→ **WORK TO BE COMPLETED**
Leaving out all pictures, transcribe the lines below exactly, from the first through the line containing "115L269 593L294 677L356".

→ **SOURCE INFORMATION**
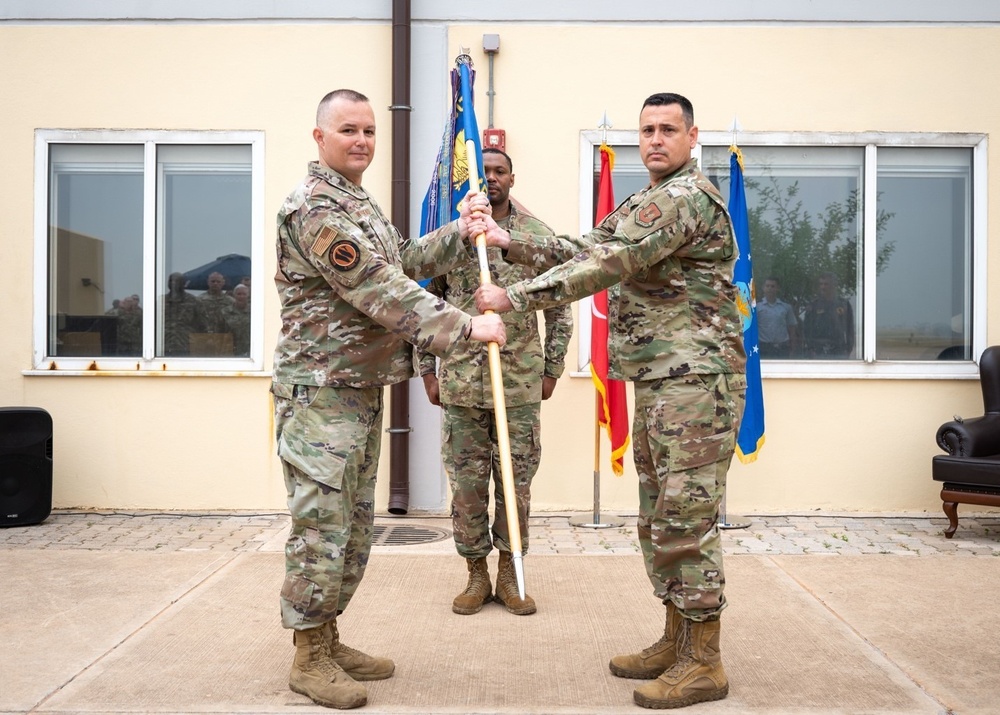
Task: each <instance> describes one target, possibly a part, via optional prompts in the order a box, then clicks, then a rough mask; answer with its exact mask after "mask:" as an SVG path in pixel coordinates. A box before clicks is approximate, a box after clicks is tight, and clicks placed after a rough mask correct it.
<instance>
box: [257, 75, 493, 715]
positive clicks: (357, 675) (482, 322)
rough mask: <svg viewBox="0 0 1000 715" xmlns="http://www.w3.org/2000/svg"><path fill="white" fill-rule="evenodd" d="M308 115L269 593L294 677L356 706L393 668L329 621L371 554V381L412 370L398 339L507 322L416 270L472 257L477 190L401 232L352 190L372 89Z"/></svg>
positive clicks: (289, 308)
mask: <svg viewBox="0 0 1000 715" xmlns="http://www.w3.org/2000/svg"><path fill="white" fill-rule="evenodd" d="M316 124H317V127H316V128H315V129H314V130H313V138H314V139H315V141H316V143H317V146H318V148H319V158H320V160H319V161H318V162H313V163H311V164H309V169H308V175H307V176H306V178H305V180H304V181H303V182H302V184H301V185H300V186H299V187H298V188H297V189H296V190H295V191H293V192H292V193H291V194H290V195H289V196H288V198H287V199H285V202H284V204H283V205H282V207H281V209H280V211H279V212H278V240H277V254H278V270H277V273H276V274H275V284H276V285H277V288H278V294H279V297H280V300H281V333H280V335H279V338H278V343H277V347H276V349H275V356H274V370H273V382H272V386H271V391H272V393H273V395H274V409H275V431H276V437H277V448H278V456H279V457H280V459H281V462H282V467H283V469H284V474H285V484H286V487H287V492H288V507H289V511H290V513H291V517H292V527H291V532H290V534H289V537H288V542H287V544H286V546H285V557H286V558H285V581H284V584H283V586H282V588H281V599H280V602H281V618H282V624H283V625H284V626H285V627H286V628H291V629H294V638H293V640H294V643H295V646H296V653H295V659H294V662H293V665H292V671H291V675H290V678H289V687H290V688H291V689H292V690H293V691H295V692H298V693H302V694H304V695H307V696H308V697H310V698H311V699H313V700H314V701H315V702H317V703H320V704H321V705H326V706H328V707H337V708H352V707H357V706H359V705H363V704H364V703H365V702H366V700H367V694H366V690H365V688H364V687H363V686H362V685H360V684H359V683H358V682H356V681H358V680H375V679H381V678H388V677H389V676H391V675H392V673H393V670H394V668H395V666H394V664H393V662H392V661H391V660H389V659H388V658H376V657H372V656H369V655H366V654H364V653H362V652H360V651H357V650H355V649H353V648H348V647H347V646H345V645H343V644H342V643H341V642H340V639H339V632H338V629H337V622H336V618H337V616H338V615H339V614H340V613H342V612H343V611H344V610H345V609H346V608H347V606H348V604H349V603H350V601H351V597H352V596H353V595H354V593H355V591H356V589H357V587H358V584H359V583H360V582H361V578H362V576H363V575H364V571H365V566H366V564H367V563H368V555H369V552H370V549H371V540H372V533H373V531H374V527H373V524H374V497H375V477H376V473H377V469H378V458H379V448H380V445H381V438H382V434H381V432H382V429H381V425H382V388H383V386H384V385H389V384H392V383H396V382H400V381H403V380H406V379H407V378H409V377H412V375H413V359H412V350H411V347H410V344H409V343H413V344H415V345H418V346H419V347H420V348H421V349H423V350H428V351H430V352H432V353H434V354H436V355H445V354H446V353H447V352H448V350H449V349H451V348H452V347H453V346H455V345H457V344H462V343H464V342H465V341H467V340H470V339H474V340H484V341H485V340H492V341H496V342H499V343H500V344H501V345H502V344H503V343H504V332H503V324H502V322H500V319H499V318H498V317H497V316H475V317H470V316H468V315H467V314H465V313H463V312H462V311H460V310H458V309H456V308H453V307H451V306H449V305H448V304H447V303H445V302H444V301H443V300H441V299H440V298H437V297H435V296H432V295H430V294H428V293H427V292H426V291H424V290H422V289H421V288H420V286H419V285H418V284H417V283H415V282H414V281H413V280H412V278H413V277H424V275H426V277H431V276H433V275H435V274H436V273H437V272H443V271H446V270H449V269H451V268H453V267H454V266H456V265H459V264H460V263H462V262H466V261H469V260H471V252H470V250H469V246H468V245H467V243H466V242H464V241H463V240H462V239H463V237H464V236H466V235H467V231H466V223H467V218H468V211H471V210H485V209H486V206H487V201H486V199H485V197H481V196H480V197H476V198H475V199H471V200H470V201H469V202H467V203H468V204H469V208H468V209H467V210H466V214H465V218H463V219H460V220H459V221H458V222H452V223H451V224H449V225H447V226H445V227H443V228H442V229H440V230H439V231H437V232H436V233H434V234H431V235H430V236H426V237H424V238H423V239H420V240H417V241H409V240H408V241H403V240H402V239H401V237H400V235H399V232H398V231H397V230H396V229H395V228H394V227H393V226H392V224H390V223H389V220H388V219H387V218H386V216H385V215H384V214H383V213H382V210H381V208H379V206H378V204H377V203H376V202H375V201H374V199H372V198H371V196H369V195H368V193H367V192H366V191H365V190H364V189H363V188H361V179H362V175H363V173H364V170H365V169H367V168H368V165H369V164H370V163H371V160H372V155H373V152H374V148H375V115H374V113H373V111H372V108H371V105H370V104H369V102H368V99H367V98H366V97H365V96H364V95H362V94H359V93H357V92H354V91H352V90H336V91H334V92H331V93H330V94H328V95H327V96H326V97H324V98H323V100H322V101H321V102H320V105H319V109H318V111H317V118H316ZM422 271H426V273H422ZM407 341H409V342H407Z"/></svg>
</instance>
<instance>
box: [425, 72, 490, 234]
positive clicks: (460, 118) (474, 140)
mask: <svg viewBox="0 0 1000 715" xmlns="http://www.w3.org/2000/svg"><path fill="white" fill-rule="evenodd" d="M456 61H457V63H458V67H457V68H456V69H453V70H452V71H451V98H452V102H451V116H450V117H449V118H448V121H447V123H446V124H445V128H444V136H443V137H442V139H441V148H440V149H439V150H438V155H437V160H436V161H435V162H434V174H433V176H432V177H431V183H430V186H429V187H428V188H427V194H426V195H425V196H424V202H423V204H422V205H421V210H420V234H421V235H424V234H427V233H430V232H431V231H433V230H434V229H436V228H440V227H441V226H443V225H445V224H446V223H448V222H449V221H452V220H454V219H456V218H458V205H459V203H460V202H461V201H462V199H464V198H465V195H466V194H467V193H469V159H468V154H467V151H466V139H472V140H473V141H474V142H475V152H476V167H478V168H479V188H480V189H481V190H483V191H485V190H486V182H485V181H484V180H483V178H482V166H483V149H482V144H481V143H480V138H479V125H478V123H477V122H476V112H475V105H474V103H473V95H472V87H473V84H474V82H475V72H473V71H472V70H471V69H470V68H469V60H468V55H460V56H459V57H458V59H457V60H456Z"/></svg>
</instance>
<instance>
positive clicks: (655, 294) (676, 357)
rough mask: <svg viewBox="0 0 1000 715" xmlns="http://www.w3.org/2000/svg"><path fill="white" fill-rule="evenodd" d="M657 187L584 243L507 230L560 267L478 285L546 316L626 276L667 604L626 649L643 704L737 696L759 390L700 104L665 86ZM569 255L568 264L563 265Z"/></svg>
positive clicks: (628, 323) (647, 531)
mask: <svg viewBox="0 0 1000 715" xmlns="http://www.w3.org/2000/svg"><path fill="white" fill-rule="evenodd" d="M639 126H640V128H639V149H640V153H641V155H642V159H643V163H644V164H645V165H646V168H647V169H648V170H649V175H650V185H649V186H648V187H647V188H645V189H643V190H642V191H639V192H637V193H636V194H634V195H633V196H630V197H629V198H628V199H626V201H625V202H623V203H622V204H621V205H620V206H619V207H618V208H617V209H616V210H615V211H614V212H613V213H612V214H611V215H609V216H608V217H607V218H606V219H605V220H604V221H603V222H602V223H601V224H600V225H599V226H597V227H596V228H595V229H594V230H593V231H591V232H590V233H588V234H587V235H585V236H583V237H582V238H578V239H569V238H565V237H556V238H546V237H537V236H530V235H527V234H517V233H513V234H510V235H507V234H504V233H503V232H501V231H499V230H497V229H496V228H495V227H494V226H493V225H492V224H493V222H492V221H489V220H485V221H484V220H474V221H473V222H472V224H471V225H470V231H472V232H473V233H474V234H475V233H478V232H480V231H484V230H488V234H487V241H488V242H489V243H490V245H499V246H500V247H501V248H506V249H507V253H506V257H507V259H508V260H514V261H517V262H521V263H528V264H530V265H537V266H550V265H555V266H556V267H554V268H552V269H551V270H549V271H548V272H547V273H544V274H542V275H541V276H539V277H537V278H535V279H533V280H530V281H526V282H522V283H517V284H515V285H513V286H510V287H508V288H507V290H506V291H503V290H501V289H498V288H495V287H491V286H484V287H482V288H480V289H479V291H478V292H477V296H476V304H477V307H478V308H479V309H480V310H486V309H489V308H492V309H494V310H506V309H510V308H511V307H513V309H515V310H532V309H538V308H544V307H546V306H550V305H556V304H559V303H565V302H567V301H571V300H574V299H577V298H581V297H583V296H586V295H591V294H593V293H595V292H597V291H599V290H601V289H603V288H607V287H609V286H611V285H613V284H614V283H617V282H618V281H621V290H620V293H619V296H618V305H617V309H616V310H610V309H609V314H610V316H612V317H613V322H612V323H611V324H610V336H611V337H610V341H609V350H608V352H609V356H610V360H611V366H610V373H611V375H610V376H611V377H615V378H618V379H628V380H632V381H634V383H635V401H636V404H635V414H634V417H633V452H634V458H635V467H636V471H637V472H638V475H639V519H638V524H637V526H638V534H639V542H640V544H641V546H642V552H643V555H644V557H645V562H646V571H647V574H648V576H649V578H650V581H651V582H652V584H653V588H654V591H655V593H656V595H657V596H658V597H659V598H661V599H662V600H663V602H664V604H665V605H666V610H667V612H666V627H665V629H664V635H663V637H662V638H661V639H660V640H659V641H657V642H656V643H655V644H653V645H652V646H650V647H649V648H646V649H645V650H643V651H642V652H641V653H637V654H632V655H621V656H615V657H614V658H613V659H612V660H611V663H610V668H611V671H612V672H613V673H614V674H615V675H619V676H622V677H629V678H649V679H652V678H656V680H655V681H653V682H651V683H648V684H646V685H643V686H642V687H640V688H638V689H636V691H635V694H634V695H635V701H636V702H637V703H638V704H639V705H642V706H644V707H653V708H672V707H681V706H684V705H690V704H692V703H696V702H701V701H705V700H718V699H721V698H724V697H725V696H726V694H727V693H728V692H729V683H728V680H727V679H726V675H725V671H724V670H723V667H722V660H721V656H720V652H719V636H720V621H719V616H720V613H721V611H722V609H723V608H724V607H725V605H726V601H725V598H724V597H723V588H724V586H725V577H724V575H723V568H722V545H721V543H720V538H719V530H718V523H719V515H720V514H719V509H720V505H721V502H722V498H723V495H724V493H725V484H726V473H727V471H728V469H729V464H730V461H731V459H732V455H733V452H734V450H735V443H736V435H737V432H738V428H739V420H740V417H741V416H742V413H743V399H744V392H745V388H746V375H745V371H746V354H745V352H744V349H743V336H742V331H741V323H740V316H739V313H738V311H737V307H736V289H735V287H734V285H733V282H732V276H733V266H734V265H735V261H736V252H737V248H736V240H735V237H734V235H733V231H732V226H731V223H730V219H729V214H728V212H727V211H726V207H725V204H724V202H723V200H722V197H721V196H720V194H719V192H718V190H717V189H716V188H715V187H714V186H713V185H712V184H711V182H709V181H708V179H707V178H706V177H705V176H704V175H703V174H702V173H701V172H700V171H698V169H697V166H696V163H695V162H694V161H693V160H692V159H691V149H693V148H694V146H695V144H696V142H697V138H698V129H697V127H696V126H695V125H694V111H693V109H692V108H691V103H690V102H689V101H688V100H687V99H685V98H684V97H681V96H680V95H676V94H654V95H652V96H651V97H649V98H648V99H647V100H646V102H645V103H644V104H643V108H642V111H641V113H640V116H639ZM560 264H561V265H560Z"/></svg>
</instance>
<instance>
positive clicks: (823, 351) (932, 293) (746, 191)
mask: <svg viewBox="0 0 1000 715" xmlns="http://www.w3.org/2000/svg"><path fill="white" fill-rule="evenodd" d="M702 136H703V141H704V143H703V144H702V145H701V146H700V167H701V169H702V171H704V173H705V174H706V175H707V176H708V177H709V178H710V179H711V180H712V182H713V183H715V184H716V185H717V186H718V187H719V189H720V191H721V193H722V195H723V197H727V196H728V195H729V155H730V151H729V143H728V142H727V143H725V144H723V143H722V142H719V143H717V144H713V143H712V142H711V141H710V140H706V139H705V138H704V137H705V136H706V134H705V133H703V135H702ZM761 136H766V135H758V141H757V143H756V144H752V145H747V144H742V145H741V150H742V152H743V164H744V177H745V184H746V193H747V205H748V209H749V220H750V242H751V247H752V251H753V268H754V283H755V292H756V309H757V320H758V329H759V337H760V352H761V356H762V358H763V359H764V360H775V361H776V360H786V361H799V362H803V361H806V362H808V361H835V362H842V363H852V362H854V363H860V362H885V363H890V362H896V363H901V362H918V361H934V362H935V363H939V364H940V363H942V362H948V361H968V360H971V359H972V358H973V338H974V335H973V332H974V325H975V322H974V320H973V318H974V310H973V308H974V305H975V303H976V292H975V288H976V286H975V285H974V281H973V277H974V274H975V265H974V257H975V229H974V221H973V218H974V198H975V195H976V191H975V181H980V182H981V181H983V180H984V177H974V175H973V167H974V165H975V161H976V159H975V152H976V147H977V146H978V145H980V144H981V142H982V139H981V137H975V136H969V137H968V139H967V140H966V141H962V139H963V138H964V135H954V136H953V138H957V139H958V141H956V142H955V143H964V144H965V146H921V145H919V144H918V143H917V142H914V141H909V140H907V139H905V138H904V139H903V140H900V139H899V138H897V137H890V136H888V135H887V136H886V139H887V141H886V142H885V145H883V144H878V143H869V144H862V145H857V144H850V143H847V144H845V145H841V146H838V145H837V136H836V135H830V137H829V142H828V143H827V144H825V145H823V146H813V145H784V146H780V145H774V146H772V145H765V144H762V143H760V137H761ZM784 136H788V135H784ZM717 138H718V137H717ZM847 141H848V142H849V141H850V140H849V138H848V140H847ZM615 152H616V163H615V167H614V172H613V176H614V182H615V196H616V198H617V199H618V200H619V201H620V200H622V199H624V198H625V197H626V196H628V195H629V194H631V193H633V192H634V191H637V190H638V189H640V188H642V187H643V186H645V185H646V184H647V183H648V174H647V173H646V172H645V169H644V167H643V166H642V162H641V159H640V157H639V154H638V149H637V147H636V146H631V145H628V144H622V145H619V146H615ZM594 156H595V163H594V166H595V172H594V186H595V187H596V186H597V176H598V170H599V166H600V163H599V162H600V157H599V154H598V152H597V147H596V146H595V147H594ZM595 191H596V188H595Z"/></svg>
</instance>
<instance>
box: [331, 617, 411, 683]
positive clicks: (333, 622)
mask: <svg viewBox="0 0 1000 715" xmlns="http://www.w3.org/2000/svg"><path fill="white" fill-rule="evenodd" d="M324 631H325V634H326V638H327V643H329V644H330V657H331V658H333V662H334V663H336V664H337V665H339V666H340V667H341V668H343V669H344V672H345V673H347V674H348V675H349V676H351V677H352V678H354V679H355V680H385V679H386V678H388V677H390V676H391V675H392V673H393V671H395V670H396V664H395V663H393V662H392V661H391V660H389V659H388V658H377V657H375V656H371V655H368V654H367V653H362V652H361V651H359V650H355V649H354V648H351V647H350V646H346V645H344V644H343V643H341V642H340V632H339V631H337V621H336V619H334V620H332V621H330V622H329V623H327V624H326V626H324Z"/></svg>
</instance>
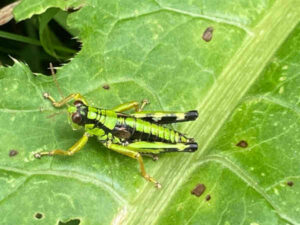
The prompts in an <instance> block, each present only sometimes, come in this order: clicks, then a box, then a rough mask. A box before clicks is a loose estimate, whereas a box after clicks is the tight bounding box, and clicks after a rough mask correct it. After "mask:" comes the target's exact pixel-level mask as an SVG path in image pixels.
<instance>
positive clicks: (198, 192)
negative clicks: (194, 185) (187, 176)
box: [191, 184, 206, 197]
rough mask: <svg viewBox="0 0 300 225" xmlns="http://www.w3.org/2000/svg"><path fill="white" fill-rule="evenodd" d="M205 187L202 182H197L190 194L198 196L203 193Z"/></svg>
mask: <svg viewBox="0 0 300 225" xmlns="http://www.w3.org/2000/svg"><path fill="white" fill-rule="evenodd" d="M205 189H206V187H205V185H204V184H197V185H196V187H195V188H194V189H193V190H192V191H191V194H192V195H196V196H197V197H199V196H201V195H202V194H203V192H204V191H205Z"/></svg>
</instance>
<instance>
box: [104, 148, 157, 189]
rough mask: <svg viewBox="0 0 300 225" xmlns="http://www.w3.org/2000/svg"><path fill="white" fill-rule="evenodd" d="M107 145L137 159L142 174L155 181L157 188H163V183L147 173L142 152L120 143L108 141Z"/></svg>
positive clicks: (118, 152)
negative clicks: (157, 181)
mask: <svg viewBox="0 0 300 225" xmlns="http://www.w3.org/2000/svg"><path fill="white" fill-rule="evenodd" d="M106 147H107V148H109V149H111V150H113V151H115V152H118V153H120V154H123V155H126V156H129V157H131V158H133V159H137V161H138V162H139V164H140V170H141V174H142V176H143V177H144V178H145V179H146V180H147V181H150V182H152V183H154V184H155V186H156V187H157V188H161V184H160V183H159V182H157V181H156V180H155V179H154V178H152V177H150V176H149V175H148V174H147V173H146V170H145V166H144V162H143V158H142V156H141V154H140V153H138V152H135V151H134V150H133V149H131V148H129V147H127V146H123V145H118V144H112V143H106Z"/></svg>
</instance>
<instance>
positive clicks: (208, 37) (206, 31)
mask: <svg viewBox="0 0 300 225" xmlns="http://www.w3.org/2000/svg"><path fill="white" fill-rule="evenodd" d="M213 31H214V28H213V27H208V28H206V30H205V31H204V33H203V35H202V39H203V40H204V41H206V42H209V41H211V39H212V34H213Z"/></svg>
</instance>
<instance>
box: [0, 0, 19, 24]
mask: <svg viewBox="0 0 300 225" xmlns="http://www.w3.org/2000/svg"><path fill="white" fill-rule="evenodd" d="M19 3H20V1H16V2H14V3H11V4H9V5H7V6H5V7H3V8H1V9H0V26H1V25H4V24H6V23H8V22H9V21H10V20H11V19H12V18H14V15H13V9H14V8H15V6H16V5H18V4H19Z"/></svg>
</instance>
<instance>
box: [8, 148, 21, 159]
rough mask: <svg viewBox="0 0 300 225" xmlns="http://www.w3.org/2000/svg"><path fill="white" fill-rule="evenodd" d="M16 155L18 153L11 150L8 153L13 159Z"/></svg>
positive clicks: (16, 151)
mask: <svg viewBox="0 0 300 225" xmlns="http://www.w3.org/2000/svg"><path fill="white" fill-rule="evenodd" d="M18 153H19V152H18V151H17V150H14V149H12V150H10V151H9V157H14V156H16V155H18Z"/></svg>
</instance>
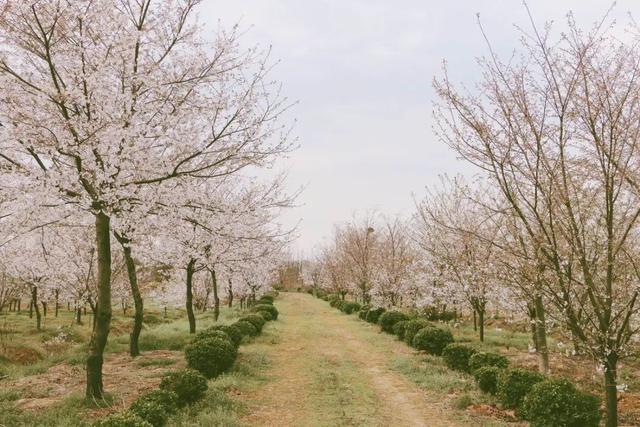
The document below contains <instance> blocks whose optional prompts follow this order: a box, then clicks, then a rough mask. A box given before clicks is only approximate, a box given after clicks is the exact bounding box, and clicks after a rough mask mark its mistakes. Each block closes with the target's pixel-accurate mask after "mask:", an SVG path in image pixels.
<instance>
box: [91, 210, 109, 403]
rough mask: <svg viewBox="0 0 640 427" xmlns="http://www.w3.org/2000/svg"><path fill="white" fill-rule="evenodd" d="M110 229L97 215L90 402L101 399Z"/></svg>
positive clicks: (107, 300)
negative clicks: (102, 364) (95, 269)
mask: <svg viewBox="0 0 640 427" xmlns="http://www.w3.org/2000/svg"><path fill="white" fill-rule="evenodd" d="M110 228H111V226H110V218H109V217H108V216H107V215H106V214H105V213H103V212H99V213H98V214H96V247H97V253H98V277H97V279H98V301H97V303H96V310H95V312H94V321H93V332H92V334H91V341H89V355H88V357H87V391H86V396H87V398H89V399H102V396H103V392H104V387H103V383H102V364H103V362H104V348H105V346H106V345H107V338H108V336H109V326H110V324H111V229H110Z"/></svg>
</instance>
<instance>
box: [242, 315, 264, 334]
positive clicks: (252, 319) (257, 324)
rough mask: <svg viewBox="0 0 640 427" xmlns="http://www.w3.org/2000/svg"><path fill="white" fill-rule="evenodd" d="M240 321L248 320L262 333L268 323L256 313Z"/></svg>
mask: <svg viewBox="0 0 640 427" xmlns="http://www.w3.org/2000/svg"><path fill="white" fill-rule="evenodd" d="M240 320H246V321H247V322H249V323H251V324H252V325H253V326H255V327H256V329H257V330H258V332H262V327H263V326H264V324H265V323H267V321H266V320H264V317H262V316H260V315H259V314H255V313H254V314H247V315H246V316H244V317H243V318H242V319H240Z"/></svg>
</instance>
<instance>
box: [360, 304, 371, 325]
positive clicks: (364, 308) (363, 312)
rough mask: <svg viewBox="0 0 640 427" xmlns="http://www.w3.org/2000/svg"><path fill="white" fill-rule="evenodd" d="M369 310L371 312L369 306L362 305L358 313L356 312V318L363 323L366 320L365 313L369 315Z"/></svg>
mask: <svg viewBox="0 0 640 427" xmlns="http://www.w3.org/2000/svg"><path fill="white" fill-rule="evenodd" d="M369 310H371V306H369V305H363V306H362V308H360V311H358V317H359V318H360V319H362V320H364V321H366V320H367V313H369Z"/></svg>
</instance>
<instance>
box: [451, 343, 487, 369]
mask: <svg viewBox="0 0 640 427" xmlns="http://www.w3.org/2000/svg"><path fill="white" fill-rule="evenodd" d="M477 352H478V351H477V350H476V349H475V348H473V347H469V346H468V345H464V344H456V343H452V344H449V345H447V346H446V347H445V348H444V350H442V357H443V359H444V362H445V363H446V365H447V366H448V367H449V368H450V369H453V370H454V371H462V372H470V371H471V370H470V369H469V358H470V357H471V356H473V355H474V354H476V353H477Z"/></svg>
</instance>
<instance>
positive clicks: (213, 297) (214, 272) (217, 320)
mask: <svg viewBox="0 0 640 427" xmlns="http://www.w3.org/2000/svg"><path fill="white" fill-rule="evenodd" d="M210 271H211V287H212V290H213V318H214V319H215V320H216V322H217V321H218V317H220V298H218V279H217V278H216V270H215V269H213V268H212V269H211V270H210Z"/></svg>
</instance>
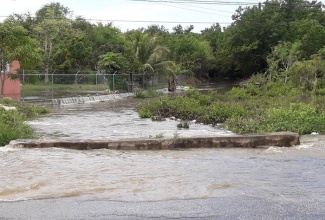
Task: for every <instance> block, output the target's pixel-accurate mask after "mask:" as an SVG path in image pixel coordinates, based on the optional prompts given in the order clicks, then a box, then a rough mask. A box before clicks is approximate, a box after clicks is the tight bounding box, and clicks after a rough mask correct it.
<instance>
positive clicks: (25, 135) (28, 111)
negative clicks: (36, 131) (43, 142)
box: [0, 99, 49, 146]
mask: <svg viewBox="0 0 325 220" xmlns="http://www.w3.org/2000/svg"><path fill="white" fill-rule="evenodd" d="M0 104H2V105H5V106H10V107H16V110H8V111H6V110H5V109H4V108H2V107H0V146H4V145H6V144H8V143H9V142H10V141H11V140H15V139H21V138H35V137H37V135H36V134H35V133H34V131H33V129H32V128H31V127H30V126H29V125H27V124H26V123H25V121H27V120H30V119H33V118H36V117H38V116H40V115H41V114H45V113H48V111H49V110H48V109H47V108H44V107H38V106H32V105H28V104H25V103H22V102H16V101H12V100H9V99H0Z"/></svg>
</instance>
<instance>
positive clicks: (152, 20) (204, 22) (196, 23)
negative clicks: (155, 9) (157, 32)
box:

→ **ANSWER FOR THIS EXERCISE**
Task: each <instance> describes one target, possibly a part, via optional prompts in the order a box, then clicks, then a rough mask; answer with its exact mask after "mask:" as an SVG path in pixel coordinates. A box before clicks is approximate, a box after clicks is tight, and clicks placed after a rough mask correct it.
<instance>
box: [257, 75, 493, 715]
positive clicks: (357, 675) (482, 322)
rough mask: <svg viewBox="0 0 1000 715" xmlns="http://www.w3.org/2000/svg"><path fill="white" fill-rule="evenodd" d="M308 115L269 593L294 677L356 706L393 668L329 621L371 554V381L412 370L398 339L507 322L416 270L472 257L477 190L401 232L352 190L372 89Z"/></svg>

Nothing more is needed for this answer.